> Given task:
Gather every line of the material below that contains the word "pixel", matching uppercase and lowercase exactly.
--- Supplied material ---
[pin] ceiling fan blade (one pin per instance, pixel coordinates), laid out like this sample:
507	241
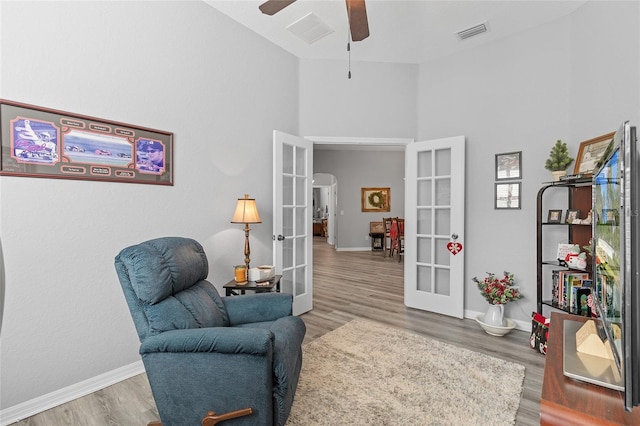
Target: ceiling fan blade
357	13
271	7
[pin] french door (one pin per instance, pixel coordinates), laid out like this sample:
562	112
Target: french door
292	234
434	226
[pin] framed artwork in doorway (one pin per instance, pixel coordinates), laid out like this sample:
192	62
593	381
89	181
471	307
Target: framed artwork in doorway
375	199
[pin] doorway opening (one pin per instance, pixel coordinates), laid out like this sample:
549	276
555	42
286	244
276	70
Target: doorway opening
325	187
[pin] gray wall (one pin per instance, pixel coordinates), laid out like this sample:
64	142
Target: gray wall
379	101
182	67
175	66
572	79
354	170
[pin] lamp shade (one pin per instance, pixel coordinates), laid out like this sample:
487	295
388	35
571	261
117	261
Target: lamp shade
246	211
---
--- Supplied material ---
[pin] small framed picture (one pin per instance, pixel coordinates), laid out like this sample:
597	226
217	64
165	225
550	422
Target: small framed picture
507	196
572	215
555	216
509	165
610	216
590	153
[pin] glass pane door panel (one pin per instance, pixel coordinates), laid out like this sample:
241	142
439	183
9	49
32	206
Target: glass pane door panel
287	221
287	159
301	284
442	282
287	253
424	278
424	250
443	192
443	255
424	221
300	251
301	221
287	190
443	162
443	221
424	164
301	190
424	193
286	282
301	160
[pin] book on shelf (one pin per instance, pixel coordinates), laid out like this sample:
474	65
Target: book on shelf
---
> Task result:
[pin] ceiling fan blade (one pin per instance, pixel coordinates), laid out like this sample:
[pin] french door (one pin per instance, pixel coordinates), laid out like this sample:
[pin] framed artwork in doorway (one pin per instance, pixel coordinates), laid out like this sample:
[pin] doorway opening (one pin per instance, pixel coordinates), laid out like this sample:
[pin] gray wall (one pin per instance, pixel coordinates), laid out like this sample:
[pin] lamp shade (one pin per instance, pixel coordinates), laid out like this sample:
[pin] small framed picture (one pin per instance, pixel coordinates), laid out like this sample:
[pin] glass pane door panel (one pin per instance, pixel coordinates), laid out like this sample:
[pin] book on shelf (one pin per instance, pixel coordinates), laid out like this sample:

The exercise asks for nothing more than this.